Start of Exercise text
Sacajawea’s early life was fraught with peril. Born into a tribe of the Shoshone Native Americans, she was kidnapped by an opposing tribe at the tender age of 12. This however was not an uncommon age for anyone in untamed North America to be forced to grow up quickly and adapt to a sour turn of fortune, especially the weak, very young and old.
A French-Canadian trapper laid claim to Sacajawea upon her arrival in the opposing tribe’s village. They were married when she was barely 13. It wouldn’t be long however before fate would set Sacajawewa on the path to legend. While she was pregnant with her first child, the Lewis and Clark expedition came to her village looking for guides to lead them along their famous journey to explore the American west.
With her husband also on the journey, and after having just given birth to her son, Sacajawea, the Lewis and Clark expedition set out. Translating for the men with tribes along the way, she quickly became a popular and indispensable focal point of the trip.
As the group ventured into more unforgiving terrain, Sacajawea created medicinal remedies and found ways to keep the group fed until they could return to a milder climate.
Sacajawea’s intimate knowledge of what is now the western United States helped perhaps the most famous American expedition map optimal routes for travelling to and from the west coast. Indeed, one of Sacajawea’s recommendations even became a main thoroughfare for the Northern Pacific Railway.
End of Exercise text
Start of Data for analysis
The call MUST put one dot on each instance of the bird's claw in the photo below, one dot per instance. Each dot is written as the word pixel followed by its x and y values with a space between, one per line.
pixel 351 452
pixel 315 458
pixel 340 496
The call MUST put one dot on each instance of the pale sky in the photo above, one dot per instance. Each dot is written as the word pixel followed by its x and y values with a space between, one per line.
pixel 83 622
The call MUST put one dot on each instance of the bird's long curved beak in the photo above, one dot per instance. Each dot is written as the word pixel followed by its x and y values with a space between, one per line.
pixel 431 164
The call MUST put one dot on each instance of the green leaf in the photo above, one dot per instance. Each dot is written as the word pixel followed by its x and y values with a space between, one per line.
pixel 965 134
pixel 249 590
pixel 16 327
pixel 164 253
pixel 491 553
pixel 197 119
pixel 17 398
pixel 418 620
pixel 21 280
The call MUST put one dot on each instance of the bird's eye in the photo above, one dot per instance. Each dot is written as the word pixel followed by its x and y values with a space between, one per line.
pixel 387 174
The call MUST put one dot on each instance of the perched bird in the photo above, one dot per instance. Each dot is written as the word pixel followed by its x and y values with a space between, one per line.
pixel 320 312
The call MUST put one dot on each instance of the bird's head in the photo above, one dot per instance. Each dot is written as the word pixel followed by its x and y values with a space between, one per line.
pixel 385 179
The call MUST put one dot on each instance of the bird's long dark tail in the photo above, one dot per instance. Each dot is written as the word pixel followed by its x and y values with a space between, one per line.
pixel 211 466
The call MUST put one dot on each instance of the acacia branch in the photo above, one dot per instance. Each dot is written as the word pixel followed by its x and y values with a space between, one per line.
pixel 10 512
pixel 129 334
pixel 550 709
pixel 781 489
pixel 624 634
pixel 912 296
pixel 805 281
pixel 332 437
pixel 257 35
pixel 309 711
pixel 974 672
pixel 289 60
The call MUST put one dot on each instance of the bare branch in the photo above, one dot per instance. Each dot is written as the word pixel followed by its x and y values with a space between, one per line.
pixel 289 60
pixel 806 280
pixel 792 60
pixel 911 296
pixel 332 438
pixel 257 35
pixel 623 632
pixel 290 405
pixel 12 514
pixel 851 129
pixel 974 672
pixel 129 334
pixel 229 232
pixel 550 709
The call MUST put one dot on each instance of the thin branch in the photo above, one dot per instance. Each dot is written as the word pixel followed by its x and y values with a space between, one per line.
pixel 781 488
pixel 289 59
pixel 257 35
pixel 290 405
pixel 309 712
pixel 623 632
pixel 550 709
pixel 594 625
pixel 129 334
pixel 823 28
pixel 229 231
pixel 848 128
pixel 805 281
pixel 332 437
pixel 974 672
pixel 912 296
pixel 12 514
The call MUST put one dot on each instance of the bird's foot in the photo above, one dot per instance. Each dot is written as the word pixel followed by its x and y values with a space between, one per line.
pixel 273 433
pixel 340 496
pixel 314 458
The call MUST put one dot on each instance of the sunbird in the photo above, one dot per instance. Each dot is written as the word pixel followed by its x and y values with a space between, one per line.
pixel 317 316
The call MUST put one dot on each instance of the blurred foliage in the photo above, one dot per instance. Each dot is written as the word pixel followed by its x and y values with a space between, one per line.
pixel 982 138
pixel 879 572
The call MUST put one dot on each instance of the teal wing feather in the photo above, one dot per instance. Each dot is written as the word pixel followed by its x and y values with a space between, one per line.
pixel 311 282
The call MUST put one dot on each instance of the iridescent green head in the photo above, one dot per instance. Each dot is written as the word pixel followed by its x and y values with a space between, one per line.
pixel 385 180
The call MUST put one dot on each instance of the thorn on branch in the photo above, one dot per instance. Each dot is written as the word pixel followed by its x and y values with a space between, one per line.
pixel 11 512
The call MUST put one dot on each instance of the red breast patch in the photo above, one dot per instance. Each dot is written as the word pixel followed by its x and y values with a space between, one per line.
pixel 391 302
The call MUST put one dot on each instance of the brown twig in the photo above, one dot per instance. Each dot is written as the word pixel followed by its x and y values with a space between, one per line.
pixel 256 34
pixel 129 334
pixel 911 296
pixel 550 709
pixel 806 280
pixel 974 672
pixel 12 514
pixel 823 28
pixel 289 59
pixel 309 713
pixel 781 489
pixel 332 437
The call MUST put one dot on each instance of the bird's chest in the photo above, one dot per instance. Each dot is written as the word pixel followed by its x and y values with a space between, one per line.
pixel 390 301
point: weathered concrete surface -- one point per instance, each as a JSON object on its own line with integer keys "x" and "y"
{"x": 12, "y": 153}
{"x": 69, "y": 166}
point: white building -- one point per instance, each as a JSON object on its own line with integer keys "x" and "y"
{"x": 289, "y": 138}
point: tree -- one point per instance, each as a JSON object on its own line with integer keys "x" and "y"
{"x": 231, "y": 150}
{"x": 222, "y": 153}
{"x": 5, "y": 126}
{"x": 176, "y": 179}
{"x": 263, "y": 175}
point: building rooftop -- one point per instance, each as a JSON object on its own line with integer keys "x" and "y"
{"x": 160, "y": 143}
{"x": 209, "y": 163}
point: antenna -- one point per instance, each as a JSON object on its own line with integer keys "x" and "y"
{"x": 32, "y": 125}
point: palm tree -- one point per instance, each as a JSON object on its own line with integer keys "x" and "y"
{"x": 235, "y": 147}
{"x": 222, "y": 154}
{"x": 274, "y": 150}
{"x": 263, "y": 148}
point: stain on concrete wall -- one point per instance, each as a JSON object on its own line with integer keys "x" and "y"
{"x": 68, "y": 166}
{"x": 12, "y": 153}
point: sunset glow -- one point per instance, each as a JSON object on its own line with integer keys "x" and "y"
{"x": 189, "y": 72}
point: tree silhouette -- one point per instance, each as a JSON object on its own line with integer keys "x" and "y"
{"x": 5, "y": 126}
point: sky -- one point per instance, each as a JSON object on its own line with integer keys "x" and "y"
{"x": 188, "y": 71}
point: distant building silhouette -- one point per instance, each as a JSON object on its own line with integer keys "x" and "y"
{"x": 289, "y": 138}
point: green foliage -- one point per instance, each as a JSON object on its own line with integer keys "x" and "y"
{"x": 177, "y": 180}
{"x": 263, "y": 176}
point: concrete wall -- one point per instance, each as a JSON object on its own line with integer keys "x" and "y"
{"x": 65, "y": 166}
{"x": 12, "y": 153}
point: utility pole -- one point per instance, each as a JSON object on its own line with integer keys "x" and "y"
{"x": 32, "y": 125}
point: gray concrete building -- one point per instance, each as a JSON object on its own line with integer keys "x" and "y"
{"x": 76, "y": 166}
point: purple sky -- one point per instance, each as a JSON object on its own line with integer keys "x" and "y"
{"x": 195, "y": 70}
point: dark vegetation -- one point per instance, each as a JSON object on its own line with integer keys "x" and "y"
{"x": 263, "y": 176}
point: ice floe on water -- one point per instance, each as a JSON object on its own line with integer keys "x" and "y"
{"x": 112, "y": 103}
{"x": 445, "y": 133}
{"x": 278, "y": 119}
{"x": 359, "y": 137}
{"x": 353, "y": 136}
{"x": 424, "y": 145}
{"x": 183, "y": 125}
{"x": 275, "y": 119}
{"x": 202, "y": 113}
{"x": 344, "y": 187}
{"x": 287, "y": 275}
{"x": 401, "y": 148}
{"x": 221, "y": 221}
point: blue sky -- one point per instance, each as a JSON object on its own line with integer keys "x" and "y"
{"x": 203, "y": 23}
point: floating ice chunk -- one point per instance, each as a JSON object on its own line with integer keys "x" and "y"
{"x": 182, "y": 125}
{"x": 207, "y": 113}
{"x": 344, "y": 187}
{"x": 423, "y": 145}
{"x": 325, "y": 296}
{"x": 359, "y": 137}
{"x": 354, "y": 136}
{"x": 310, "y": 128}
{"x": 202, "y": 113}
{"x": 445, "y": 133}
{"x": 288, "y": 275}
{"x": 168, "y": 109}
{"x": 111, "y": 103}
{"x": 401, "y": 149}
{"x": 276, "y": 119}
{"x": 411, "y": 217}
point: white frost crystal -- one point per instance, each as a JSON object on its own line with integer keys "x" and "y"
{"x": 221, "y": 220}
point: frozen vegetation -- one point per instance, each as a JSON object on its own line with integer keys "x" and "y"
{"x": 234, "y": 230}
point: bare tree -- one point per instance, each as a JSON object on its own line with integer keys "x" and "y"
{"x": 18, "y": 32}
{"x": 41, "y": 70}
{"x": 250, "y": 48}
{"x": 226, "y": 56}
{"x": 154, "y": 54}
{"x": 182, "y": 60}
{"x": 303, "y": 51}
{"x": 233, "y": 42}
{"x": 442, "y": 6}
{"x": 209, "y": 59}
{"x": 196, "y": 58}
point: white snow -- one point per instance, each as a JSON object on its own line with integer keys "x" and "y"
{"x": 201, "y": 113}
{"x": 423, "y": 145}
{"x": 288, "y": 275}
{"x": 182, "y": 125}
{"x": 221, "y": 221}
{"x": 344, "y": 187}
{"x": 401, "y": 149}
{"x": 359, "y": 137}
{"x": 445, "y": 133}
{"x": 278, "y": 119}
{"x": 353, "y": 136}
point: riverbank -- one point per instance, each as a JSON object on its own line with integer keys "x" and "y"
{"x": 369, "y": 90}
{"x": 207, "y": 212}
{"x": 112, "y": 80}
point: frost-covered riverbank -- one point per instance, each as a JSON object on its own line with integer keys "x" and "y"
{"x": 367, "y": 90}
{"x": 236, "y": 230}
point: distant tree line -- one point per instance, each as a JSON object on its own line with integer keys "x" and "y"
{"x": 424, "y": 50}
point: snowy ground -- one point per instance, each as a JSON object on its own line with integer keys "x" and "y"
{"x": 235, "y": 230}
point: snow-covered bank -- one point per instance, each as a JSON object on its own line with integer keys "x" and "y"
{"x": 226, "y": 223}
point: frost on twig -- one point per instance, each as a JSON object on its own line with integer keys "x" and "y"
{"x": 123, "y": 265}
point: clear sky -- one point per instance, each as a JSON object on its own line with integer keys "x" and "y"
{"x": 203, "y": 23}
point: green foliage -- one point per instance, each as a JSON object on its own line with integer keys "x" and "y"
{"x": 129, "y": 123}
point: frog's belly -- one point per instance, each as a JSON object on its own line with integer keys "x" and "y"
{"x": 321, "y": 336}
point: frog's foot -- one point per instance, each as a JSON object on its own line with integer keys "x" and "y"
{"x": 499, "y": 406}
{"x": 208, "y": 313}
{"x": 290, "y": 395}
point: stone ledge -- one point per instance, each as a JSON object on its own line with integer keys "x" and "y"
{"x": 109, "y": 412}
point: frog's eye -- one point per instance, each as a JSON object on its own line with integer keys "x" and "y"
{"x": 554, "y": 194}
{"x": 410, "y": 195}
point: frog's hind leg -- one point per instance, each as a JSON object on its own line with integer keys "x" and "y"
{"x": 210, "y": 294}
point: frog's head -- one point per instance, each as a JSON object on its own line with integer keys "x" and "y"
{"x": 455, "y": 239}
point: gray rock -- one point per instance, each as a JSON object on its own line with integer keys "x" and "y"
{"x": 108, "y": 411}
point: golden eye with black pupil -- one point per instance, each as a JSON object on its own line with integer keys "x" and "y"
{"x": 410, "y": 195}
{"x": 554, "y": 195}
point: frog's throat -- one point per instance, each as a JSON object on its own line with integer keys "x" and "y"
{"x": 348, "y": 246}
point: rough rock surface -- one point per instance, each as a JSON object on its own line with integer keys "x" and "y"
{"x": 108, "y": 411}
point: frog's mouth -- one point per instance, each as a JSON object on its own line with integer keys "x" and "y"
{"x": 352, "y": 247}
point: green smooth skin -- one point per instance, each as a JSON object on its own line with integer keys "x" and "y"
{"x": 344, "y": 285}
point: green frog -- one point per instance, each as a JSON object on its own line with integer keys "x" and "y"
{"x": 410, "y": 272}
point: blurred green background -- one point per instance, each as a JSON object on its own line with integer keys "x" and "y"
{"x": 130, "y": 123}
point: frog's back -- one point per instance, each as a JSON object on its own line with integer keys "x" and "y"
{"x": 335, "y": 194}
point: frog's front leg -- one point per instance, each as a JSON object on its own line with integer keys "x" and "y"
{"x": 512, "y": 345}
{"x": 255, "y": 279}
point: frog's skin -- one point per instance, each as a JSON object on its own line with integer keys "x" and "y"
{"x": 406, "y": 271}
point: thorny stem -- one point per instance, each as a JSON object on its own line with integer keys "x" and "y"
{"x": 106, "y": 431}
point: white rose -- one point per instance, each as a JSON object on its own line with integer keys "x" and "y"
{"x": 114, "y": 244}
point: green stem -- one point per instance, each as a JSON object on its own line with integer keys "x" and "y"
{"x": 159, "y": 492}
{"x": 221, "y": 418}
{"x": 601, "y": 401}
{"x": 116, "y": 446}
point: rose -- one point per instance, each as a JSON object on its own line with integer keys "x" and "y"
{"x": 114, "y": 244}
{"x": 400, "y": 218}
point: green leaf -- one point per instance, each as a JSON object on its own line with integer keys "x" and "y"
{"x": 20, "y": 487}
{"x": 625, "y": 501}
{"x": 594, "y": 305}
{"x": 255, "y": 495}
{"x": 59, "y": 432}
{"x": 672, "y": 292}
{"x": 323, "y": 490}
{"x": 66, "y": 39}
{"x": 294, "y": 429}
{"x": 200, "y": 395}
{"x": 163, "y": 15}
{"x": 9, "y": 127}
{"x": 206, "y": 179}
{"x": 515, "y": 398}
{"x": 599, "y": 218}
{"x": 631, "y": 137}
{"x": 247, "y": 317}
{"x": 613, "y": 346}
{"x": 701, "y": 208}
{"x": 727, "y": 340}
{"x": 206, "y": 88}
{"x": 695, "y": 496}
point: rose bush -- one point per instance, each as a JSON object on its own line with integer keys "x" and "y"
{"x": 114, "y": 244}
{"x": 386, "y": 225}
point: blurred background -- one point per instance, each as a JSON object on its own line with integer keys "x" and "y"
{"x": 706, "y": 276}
End of Data for analysis
Directions:
In the passage about Sacajawea, rewrite the part starting at "As the group" and ending at "Northern Pacific Railway.", swapping "terrain" for "landscape".

Result of the task:
As the group ventured into more unforgiving landscape, Sacajawea created medicinal remedies and found ways to keep the group fed until they could return to a milder climate.
Sacajawea’s intimate knowledge of what is now the western United States helped perhaps the most famous American expedition map optimal routes for travelling to and from the west coast. Indeed, one of Sacajawea’s recommendations even became a main thoroughfare for the Northern Pacific Railway.